Excerpts of bounding box data:
- - - -
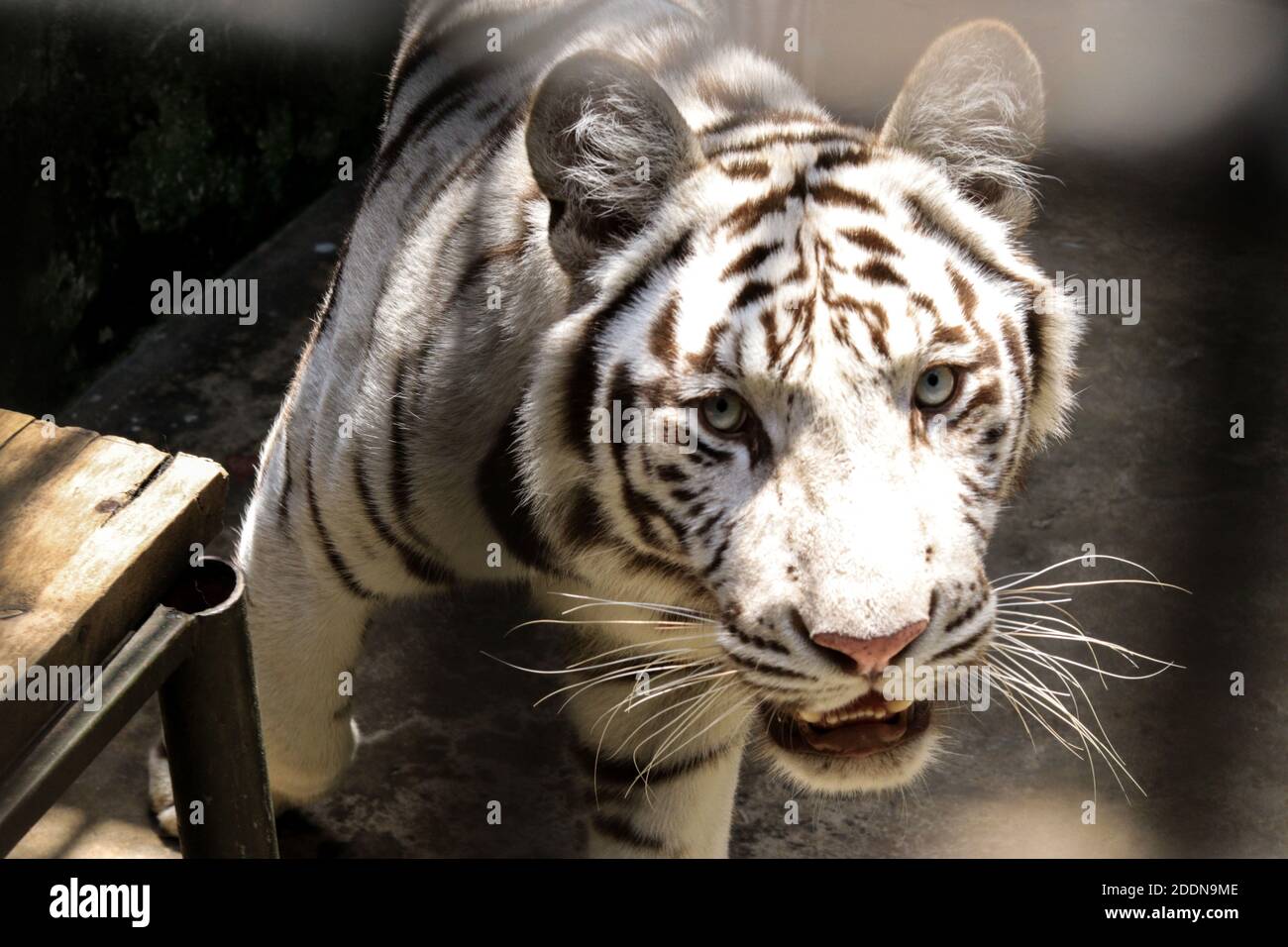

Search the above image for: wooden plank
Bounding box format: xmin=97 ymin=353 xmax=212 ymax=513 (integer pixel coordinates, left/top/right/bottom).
xmin=0 ymin=412 xmax=228 ymax=773
xmin=0 ymin=407 xmax=35 ymax=447
xmin=0 ymin=433 xmax=168 ymax=610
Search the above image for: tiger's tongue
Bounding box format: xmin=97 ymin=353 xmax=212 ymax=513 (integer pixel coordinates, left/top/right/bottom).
xmin=803 ymin=715 xmax=909 ymax=755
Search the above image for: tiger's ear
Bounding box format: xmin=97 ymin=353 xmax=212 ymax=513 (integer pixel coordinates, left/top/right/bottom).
xmin=527 ymin=52 xmax=702 ymax=275
xmin=881 ymin=20 xmax=1044 ymax=232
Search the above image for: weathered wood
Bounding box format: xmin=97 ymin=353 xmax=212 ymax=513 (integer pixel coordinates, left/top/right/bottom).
xmin=0 ymin=412 xmax=228 ymax=773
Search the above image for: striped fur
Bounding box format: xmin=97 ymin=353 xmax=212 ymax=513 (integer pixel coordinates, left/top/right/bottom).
xmin=153 ymin=0 xmax=1077 ymax=856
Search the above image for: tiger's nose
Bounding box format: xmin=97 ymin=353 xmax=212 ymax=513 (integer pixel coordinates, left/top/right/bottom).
xmin=814 ymin=621 xmax=927 ymax=674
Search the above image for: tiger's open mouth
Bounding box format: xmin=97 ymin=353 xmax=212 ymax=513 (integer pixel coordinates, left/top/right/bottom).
xmin=767 ymin=690 xmax=930 ymax=758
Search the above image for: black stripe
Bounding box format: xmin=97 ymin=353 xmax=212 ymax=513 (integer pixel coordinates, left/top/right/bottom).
xmin=353 ymin=446 xmax=456 ymax=586
xmin=374 ymin=0 xmax=589 ymax=189
xmin=304 ymin=445 xmax=380 ymax=600
xmin=591 ymin=811 xmax=666 ymax=852
xmin=474 ymin=408 xmax=568 ymax=576
xmin=277 ymin=420 xmax=293 ymax=528
xmin=563 ymin=231 xmax=693 ymax=462
xmin=389 ymin=356 xmax=437 ymax=552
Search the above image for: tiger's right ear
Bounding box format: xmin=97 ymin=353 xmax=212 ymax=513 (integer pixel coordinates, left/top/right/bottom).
xmin=527 ymin=52 xmax=702 ymax=277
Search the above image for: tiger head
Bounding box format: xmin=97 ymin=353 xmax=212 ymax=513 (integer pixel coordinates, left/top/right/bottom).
xmin=527 ymin=22 xmax=1078 ymax=792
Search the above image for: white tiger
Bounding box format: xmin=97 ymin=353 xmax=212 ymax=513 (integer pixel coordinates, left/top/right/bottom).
xmin=154 ymin=0 xmax=1079 ymax=856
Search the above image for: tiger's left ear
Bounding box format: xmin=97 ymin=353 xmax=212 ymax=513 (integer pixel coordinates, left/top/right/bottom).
xmin=881 ymin=20 xmax=1044 ymax=232
xmin=527 ymin=52 xmax=702 ymax=277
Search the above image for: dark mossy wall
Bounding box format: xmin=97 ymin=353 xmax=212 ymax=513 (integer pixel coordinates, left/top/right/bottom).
xmin=0 ymin=0 xmax=399 ymax=414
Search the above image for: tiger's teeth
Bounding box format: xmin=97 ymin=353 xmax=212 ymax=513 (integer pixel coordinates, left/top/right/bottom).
- - - -
→ Exercise requirements:
Can you reproduce the lines of the items word for word, from the very start of the items through the line containing "xmin=803 ymin=715 xmax=909 ymax=755", with that line included and the pictures left out?

→ Answer to this task:
Search the above image for: wooden plank
Bounding box format: xmin=97 ymin=353 xmax=212 ymax=513 (integer pixel coordinates, left/top/right/bottom).
xmin=0 ymin=412 xmax=228 ymax=773
xmin=0 ymin=407 xmax=35 ymax=447
xmin=0 ymin=433 xmax=168 ymax=610
Search the above image for: tiger's tongue
Bounding box format: xmin=97 ymin=353 xmax=212 ymax=513 (integer pixel coordinates, left/top/right/bottom).
xmin=803 ymin=715 xmax=909 ymax=755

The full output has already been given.